-- start Material shown --
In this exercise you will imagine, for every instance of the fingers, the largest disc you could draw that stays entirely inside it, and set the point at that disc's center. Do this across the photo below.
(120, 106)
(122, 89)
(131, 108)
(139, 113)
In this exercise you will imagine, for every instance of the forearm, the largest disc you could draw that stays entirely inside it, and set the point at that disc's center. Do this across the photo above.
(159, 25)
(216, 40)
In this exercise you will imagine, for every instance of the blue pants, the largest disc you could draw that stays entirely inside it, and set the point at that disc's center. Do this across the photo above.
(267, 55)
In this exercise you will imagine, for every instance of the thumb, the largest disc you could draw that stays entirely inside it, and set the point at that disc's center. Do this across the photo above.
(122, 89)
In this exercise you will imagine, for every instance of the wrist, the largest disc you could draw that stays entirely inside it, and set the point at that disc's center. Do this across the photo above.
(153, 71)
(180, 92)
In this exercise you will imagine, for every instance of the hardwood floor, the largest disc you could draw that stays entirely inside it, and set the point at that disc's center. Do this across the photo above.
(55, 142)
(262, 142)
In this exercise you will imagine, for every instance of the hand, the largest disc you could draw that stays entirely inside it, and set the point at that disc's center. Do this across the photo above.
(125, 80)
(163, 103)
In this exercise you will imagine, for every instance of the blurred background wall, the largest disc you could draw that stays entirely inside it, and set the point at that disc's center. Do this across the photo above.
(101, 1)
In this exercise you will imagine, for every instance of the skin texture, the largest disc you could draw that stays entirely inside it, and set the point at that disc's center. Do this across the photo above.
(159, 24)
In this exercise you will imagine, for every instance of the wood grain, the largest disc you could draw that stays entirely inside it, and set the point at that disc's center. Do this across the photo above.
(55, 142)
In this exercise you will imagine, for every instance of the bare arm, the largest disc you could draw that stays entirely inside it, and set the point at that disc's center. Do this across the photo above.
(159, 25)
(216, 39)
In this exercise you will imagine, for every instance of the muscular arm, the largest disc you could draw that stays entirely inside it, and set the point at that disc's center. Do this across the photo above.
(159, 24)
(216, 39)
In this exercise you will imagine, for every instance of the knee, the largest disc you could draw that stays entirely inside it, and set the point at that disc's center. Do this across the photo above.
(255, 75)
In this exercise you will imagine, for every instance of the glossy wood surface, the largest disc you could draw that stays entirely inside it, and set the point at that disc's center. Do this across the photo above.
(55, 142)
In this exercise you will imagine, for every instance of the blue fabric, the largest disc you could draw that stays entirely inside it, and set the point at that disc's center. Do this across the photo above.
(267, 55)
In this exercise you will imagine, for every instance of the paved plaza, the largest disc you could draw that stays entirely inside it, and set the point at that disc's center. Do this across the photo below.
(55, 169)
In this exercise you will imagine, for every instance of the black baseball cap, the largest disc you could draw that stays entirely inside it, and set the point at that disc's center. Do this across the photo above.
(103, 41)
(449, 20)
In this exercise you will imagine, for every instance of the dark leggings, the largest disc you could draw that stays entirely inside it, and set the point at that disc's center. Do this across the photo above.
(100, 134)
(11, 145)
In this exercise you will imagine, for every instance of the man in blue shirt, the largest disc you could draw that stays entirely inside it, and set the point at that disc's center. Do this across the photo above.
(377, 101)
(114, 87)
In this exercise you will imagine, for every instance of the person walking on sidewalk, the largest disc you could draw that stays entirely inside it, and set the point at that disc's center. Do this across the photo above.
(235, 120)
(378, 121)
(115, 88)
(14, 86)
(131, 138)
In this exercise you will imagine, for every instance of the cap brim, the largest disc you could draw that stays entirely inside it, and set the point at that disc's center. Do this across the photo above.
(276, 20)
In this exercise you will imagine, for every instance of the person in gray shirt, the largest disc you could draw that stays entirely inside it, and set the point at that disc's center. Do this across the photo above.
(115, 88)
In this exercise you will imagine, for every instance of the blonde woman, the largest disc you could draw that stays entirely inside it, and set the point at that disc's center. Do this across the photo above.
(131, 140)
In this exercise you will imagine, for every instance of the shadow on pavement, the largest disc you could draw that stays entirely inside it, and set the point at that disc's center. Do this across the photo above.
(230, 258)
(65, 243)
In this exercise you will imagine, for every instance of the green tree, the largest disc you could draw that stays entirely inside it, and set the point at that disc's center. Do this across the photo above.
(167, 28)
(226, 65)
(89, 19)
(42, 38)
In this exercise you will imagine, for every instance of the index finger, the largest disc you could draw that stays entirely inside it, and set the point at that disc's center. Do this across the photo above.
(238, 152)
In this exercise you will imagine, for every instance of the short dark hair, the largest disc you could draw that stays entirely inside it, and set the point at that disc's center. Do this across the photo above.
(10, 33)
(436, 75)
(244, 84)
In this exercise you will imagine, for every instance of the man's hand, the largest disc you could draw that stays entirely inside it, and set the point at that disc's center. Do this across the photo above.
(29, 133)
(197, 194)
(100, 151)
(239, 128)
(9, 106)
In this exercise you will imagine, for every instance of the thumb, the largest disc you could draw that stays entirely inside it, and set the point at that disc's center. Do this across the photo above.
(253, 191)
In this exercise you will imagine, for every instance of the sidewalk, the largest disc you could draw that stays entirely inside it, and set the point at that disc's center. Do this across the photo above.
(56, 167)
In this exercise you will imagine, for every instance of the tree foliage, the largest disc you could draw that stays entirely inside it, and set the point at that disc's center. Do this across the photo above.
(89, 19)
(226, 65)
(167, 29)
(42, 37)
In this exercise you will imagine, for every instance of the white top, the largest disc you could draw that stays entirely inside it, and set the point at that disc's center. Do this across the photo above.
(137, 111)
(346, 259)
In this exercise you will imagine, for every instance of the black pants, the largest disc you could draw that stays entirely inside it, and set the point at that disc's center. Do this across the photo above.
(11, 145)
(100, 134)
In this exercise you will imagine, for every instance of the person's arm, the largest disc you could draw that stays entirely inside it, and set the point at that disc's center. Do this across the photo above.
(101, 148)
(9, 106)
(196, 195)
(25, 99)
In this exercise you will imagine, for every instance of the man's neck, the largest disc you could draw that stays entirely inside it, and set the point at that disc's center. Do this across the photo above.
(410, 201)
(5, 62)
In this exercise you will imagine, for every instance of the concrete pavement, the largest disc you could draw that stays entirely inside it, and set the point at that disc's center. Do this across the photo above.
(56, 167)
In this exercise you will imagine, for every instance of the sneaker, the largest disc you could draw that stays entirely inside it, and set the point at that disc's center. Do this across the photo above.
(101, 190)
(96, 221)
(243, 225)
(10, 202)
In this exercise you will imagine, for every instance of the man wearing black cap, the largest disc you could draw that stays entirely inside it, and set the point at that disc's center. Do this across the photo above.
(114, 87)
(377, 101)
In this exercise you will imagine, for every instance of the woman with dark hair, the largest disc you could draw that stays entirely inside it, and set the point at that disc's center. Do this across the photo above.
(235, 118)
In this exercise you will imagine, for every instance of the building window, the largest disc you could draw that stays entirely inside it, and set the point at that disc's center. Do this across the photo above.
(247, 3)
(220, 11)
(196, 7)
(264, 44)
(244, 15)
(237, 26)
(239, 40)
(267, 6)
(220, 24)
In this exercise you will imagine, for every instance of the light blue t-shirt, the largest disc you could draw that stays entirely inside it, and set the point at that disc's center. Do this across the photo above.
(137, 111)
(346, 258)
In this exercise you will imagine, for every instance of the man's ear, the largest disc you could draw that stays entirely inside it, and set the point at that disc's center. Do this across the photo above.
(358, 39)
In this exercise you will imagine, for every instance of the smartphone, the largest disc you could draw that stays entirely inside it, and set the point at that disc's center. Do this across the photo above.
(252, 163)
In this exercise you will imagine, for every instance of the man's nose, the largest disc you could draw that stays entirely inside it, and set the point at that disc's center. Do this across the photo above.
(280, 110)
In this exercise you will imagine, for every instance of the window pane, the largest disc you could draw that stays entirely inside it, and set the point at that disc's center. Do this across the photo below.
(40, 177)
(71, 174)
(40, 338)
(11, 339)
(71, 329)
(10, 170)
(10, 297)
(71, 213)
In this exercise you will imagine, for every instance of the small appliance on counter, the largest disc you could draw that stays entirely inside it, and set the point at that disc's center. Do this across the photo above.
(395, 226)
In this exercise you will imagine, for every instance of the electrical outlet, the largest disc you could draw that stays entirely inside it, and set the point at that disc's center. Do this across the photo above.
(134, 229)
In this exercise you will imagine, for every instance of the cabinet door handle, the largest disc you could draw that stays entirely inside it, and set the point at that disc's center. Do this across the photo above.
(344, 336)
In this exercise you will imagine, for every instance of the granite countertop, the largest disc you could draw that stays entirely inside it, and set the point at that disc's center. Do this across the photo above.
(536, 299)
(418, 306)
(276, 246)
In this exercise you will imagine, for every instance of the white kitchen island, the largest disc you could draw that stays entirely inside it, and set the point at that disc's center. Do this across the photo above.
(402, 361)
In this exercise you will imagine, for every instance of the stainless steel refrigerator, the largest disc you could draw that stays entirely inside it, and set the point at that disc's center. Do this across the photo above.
-- end Material shown --
> [What the task asks]
Transcribe only the trailing portion of the entries above: the line that contains "the white kitchen" and each line after it.

> [Output]
In this exercise you will imagine, for every instance of the white kitchen island, the largest disc you could draw that stays entirely inside it, and set the point at that disc's center. Do this across the photo above.
(402, 361)
In this exercise you will imagine, for every instance of the stainless steel refrigerator, the largest disc you could draw that stays entirely inside it, and set the point at that disc's center. Do this across the photo above.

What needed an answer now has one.